WHAT THE TASK ASKS:
Write the records out again, exactly as they stand below.

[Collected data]
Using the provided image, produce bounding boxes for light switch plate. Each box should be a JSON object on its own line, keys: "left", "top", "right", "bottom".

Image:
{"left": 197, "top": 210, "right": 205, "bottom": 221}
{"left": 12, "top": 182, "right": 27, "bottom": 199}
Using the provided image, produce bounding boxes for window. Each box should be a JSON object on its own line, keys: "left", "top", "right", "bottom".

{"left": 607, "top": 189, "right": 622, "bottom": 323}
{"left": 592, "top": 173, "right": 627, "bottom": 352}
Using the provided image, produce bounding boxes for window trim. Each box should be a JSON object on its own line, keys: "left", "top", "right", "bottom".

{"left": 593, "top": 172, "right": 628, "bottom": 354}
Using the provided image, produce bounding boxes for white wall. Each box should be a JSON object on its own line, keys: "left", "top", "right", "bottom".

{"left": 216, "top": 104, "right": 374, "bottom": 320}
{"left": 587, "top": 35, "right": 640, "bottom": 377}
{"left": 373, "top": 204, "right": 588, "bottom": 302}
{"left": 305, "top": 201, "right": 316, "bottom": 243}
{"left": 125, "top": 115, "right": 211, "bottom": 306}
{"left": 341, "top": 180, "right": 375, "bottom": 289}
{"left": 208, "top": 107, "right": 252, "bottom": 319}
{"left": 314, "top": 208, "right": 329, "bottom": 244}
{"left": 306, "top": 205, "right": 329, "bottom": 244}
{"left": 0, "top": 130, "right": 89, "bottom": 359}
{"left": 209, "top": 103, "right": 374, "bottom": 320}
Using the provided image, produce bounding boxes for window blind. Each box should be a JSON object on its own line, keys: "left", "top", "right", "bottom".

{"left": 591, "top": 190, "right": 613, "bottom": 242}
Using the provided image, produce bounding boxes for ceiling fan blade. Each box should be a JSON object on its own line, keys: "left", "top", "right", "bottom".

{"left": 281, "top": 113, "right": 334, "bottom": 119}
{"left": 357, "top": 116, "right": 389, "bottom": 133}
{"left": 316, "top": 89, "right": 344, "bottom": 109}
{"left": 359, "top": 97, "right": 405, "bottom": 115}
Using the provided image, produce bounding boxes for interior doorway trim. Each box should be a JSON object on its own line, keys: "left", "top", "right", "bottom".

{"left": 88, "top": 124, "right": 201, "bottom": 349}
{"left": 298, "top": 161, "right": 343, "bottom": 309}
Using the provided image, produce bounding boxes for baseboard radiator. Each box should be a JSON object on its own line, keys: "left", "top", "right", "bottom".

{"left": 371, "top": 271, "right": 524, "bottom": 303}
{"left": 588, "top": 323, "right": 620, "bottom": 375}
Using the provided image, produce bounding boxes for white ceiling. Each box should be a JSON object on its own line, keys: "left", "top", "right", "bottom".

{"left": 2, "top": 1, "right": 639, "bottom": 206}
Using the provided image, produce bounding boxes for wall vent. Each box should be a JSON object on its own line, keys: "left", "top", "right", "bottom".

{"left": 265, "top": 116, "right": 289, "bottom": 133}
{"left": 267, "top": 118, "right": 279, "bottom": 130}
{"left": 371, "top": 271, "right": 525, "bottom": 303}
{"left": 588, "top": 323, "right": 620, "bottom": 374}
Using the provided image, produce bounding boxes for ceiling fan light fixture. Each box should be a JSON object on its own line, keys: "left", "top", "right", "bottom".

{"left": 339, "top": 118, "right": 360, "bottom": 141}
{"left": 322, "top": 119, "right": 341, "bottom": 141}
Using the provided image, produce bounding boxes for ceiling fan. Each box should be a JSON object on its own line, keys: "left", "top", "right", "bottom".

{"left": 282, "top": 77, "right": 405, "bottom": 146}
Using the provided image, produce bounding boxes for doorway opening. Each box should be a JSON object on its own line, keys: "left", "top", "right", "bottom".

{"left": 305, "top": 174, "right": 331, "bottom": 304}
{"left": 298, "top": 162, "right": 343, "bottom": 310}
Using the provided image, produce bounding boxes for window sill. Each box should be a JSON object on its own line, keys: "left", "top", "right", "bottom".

ANSWER:
Using the provided image, produce bounding boxes for light switch plate. Each box should be a JSON object on its own line, keys: "left", "top", "right", "bottom".

Image:
{"left": 197, "top": 210, "right": 205, "bottom": 221}
{"left": 12, "top": 182, "right": 27, "bottom": 199}
Using the provided image, produce bounding boxes for window. Each box should be a JSON object on its own line, keys: "left", "top", "right", "bottom".

{"left": 607, "top": 189, "right": 622, "bottom": 323}
{"left": 592, "top": 173, "right": 627, "bottom": 352}
Using the provided image, produce bounding boxes for window trim. Each box should be a JSON object on its own line, keys: "left", "top", "right", "bottom".

{"left": 593, "top": 172, "right": 628, "bottom": 354}
Using the provided image, produce bounding boxes for white wall. Each box should be a JSON object on its own line, keys: "left", "top", "right", "bottom".

{"left": 216, "top": 104, "right": 374, "bottom": 320}
{"left": 587, "top": 35, "right": 640, "bottom": 377}
{"left": 373, "top": 204, "right": 588, "bottom": 302}
{"left": 305, "top": 201, "right": 316, "bottom": 243}
{"left": 125, "top": 115, "right": 211, "bottom": 306}
{"left": 341, "top": 180, "right": 375, "bottom": 289}
{"left": 208, "top": 107, "right": 252, "bottom": 319}
{"left": 314, "top": 208, "right": 329, "bottom": 244}
{"left": 306, "top": 205, "right": 329, "bottom": 244}
{"left": 0, "top": 130, "right": 89, "bottom": 359}
{"left": 209, "top": 103, "right": 374, "bottom": 320}
Using the provided image, produce bounding boxes for window blind. Each box should be a JSON object on its own line, keys: "left", "top", "right", "bottom".

{"left": 591, "top": 190, "right": 613, "bottom": 242}
Using the provided image, produce bounding boxes for ceiling fan blade. Each box should be a JSON object on its own line, keys: "left", "top", "right", "bottom".

{"left": 281, "top": 113, "right": 334, "bottom": 119}
{"left": 357, "top": 116, "right": 389, "bottom": 133}
{"left": 316, "top": 89, "right": 344, "bottom": 109}
{"left": 359, "top": 97, "right": 405, "bottom": 115}
Using the provided image, produce bounding boxes for interior doorway trim. Each box should be a JSON object on its own line, keys: "left", "top", "right", "bottom".

{"left": 88, "top": 124, "right": 201, "bottom": 349}
{"left": 298, "top": 161, "right": 343, "bottom": 309}
Using the provided image, produce bounding boxes for baseboard radiator. Each box should be a JSON object on its own line, keys: "left", "top", "right", "bottom".

{"left": 371, "top": 271, "right": 524, "bottom": 303}
{"left": 588, "top": 323, "right": 620, "bottom": 375}
Using the provided image, produce bounding boxes for white ceiling. Each box should be a JSON object on its own line, keys: "left", "top", "right", "bottom".

{"left": 2, "top": 1, "right": 639, "bottom": 206}
Using the provided image, produce bounding boxes for wall vent. Each box should be a JSON object on its own line, keys: "left", "top", "right", "bottom".

{"left": 265, "top": 116, "right": 289, "bottom": 133}
{"left": 267, "top": 118, "right": 279, "bottom": 130}
{"left": 371, "top": 271, "right": 525, "bottom": 303}
{"left": 588, "top": 323, "right": 620, "bottom": 374}
Using the provided image, produce bounding boxes for ceiling fan light fixture. Each box should be a JSON object on its own line, keys: "left", "top", "right", "bottom".

{"left": 339, "top": 118, "right": 360, "bottom": 141}
{"left": 322, "top": 119, "right": 341, "bottom": 141}
Using the provided image, produce bounding boxes for ceiling fan. Each box should be a JSON object on its own line, keys: "left", "top", "right", "bottom".

{"left": 282, "top": 77, "right": 405, "bottom": 146}
Using the provided image, produce bounding boxes for doorway opening. Each box should be a JSON object on its own line, keys: "left", "top", "right", "bottom".

{"left": 305, "top": 174, "right": 331, "bottom": 304}
{"left": 298, "top": 162, "right": 343, "bottom": 310}
Using the provided image, produce bounding boxes for window sill. Each box should be a JSON object on its own line, keys: "left", "top", "right", "bottom".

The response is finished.